**Vorliegender Textauszug:**

_____

Hip hip hooray, ab morgen haben in ganz Deutschland (wenn schon nicht die Konzertsäle und Opernhäuser) die BUCHLÄDEN wieder geöffnet! Indessen habe ich im Shutdown einen Brief an Ludwig van Beethoven verfasst – für eine Reihe des Deutschlandfunk-Musikjournals. „Lieber Ludwig, Scheiß Er sie voll!“, wurde mein Brief dort übertitelt. Aber ehrlich gesagt, das würde ich niemals schreiben.

Denn wer dürfte sich das erlauben – lieber Ludwig?!? Dies also ist mein Brief an Beethoven:

Sehr geehrter, nein: höchstverehrter …

… und damit fangen die Probleme ja schon an! Denn eigentlich würde ich gern schreiben: lieber Herr van Beethoven, herzallerliebster Herr van Beethoven. Aber das geht natürlich nicht, das sieht wohl jeder ein.

_____

[Daten eines Datensatzes]
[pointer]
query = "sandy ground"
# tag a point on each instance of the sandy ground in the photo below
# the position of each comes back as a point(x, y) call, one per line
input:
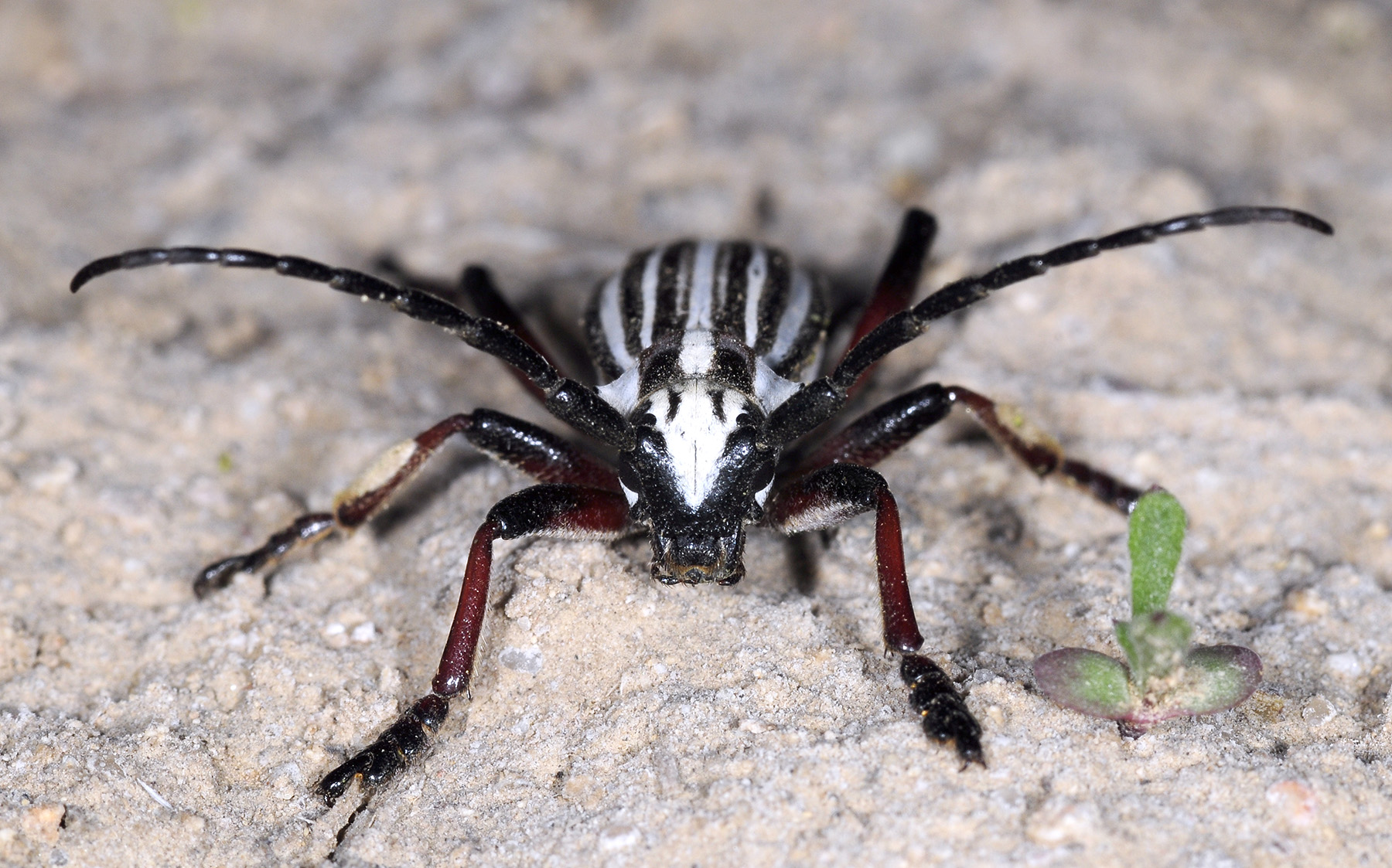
point(167, 417)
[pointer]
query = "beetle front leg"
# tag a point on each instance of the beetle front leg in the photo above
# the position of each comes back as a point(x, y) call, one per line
point(557, 511)
point(527, 447)
point(828, 497)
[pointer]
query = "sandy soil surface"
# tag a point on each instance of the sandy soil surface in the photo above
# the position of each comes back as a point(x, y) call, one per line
point(172, 417)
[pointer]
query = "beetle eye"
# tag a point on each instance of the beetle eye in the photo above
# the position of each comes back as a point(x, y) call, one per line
point(628, 476)
point(763, 476)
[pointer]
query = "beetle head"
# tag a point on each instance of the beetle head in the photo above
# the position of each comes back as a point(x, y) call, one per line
point(696, 478)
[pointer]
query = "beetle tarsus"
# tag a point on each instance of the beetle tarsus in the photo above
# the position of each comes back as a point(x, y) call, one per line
point(943, 710)
point(394, 750)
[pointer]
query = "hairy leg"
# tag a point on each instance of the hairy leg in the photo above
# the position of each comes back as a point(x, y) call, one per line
point(527, 447)
point(828, 497)
point(557, 511)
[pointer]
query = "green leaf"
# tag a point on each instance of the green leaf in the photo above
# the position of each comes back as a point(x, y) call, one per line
point(1085, 680)
point(1217, 678)
point(1155, 645)
point(1157, 534)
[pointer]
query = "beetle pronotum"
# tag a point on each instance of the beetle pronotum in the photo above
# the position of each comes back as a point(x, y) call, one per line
point(705, 351)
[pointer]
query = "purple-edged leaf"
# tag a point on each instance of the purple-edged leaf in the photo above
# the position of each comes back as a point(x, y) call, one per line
point(1085, 680)
point(1217, 678)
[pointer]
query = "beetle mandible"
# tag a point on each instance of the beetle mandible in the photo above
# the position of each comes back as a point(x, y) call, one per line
point(710, 400)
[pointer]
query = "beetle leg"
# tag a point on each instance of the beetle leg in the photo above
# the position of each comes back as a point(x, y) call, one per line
point(899, 278)
point(828, 497)
point(882, 431)
point(556, 511)
point(823, 398)
point(527, 447)
point(478, 287)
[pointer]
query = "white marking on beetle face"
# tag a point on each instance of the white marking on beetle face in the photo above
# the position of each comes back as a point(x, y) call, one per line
point(770, 389)
point(621, 394)
point(694, 434)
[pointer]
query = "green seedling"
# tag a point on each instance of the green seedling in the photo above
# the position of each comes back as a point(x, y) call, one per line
point(1162, 676)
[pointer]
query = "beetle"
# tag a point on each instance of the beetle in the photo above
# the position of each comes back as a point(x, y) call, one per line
point(710, 401)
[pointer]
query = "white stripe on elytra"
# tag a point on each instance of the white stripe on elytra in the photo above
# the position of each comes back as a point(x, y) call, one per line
point(703, 277)
point(793, 315)
point(612, 320)
point(649, 295)
point(753, 288)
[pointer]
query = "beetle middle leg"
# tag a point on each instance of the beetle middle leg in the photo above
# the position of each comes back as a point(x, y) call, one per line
point(556, 511)
point(883, 431)
point(828, 497)
point(529, 448)
point(834, 483)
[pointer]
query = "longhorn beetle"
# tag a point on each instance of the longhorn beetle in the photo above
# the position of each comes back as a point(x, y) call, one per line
point(705, 349)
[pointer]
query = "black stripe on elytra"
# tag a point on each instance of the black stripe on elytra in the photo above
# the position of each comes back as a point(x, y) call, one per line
point(732, 370)
point(810, 333)
point(673, 280)
point(660, 369)
point(717, 403)
point(598, 340)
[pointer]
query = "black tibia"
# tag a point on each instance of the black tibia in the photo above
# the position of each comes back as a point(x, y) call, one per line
point(1042, 452)
point(394, 749)
point(558, 511)
point(524, 445)
point(567, 400)
point(901, 274)
point(883, 431)
point(831, 495)
point(482, 294)
point(816, 403)
point(943, 710)
point(301, 532)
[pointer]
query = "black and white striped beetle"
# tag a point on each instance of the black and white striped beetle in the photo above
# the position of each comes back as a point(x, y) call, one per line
point(706, 351)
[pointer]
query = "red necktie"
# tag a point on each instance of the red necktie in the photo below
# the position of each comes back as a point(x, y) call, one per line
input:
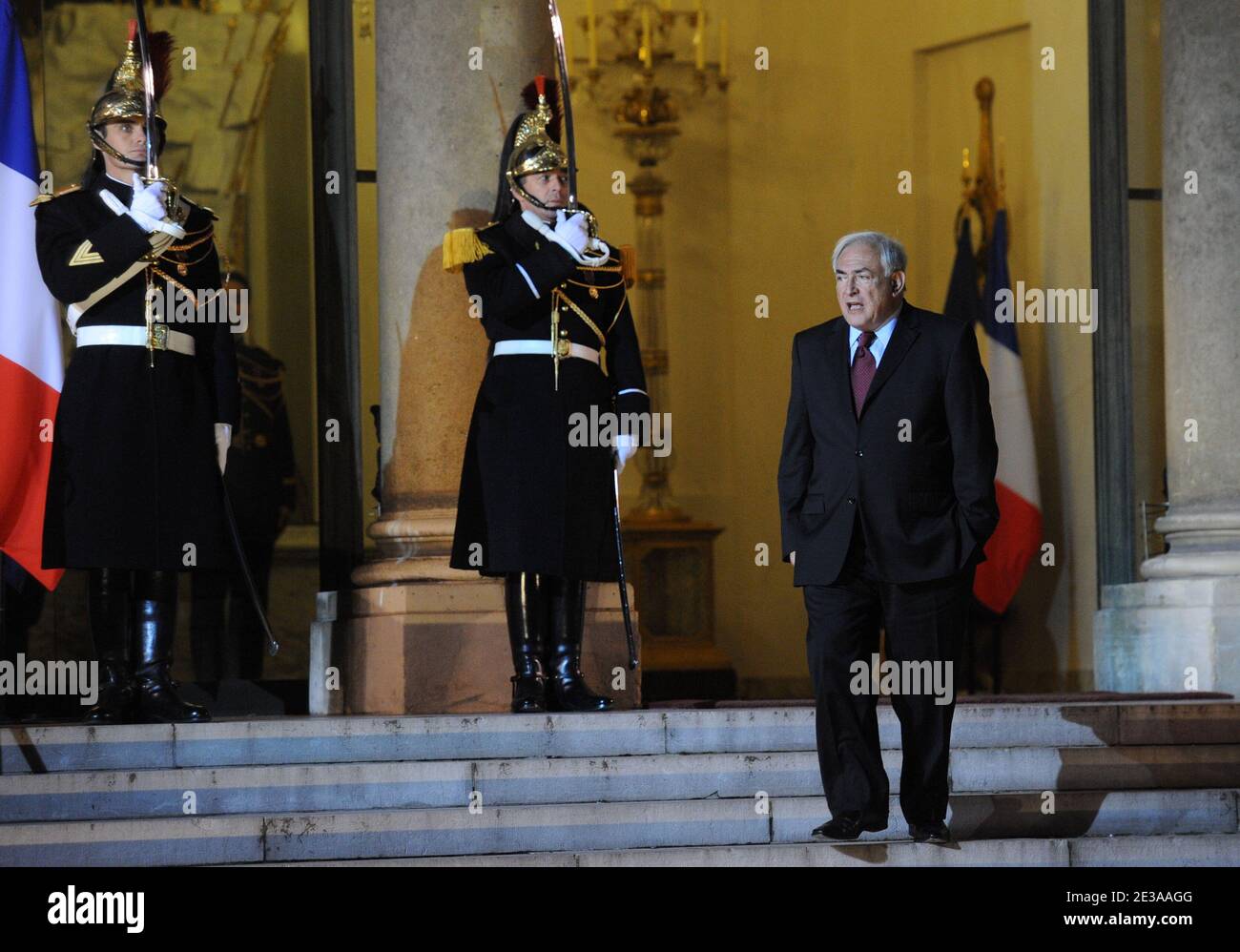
point(863, 369)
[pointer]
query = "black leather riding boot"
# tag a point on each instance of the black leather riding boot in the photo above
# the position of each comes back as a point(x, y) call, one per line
point(110, 605)
point(157, 702)
point(522, 597)
point(566, 611)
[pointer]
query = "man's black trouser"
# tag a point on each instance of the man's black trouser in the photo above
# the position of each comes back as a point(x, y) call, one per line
point(925, 622)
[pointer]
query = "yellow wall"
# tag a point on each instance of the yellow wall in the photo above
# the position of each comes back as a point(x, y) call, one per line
point(765, 180)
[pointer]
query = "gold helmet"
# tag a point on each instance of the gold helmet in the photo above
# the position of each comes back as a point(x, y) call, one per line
point(125, 97)
point(532, 143)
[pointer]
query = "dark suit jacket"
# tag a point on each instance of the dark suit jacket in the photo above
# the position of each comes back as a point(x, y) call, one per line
point(919, 465)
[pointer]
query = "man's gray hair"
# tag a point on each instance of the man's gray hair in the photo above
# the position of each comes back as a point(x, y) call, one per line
point(891, 252)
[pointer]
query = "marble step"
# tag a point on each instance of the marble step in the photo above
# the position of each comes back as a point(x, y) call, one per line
point(735, 731)
point(1167, 851)
point(590, 827)
point(317, 787)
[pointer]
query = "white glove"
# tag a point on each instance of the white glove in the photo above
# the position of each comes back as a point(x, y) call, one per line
point(571, 232)
point(627, 445)
point(147, 206)
point(223, 439)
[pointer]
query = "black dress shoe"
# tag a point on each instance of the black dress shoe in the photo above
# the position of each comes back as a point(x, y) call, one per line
point(850, 826)
point(934, 832)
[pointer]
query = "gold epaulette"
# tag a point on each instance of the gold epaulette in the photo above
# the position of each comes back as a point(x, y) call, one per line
point(462, 247)
point(42, 198)
point(628, 264)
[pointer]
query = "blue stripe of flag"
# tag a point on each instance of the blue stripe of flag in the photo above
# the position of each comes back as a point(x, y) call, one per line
point(997, 278)
point(16, 120)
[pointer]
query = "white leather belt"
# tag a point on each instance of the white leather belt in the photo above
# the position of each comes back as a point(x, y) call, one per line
point(574, 350)
point(135, 336)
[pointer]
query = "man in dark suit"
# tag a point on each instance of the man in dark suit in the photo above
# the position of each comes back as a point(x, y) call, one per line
point(887, 493)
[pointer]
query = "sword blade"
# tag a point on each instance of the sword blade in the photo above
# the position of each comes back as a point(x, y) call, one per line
point(557, 30)
point(148, 90)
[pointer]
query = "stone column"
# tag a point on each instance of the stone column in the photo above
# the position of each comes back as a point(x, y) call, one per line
point(422, 637)
point(1185, 620)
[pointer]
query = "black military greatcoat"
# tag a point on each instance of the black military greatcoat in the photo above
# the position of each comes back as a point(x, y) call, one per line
point(528, 500)
point(134, 483)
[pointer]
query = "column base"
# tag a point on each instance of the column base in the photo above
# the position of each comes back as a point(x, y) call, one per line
point(442, 647)
point(1168, 634)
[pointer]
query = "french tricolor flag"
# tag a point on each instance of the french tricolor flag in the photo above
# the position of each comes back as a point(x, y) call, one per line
point(31, 369)
point(1018, 534)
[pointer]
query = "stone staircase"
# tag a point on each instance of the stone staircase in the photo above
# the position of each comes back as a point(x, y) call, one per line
point(1033, 783)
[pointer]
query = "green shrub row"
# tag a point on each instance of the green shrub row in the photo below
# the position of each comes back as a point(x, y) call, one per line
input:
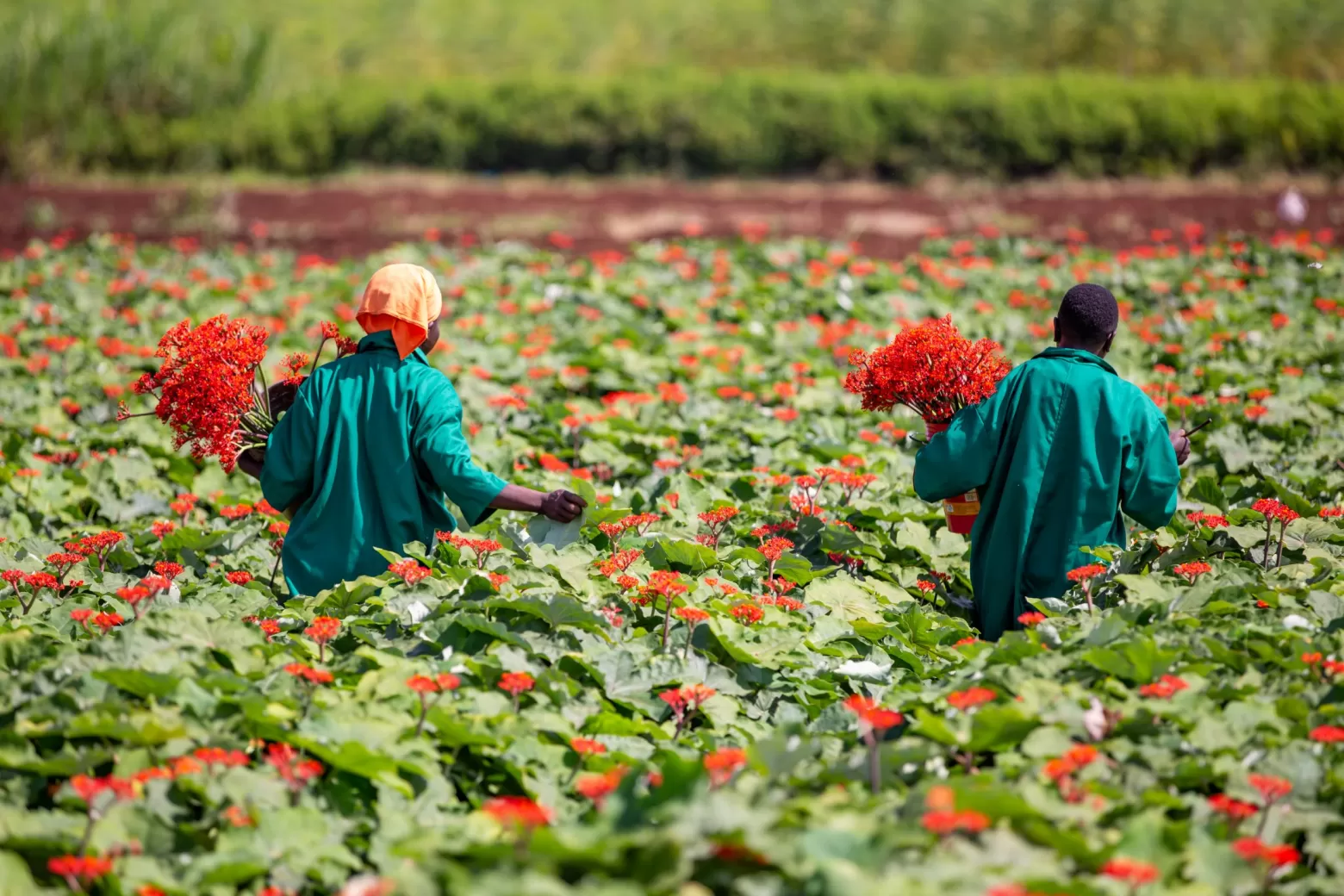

_____

**Zu bearbeitende Aufgaben:**
1. Für welche Reihe wurde laut dem Text über den Brief an Beethoven dieser Brief verfasst?
2. Schreiben Sie aus dem Text über den Brief an Beethoven den Abschnitt von „Hip hip hooray, ab“ bis „wohl jeder ein.“ wörtlich ab.
3. Setzen Sie den Text über den Brief an Beethoven im Anschluss an seinen letzten Satz fort.

**Lösungen:**
1. Für eine Reihe des Deutschlandfunk-Musikjournals.

2.
Hip hip hooray, ab morgen haben in ganz Deutschland (wenn schon nicht die Konzertsäle und Opernhäuser) die BUCHLÄDEN wieder geöffnet! Indessen habe ich im Shutdown einen Brief an Ludwig van Beethoven verfasst – für eine Reihe des Deutschlandfunk-Musikjournals. „Lieber Ludwig, Scheiß Er sie voll!“, wurde mein Brief dort übertitelt. Aber ehrlich gesagt, das würde ich niemals schreiben.

Denn wer dürfte sich das erlauben – lieber Ludwig?!? Dies also ist mein Brief an Beethoven:

Sehr geehrter, nein: höchstverehrter …

… und damit fangen die Probleme ja schon an! Denn eigentlich würde ich gern schreiben: lieber Herr van Beethoven, herzallerliebster Herr van Beethoven. Aber das geht natürlich nicht, das sieht wohl jeder ein.

3.
Und da wären wir schon beim nächsten Problem: Sieze ich Sie oder duze ich Dich? Siezen ist zu distanziert, wenn man wen liebt; Duzen zu kumpelhaft, wenn einer derart fern ist. Ich glaube, ich werde es darum wie Ignaz Schuppanzigh machen, dieser adipöse Geiger, der Ihre-Deine späten Streichquartette uraufführte. Der erzte nämlich alle Menschen, furchtbar altmodisch schon damals. „Scheiß Er sie voll!“, war Schuppanzighs schöner Rat zum Umgang mit einem verständnislosen Publikum.

Nach diesem Beispiel will also auch ich Ihn erzen, herzverehrtester Beethoven!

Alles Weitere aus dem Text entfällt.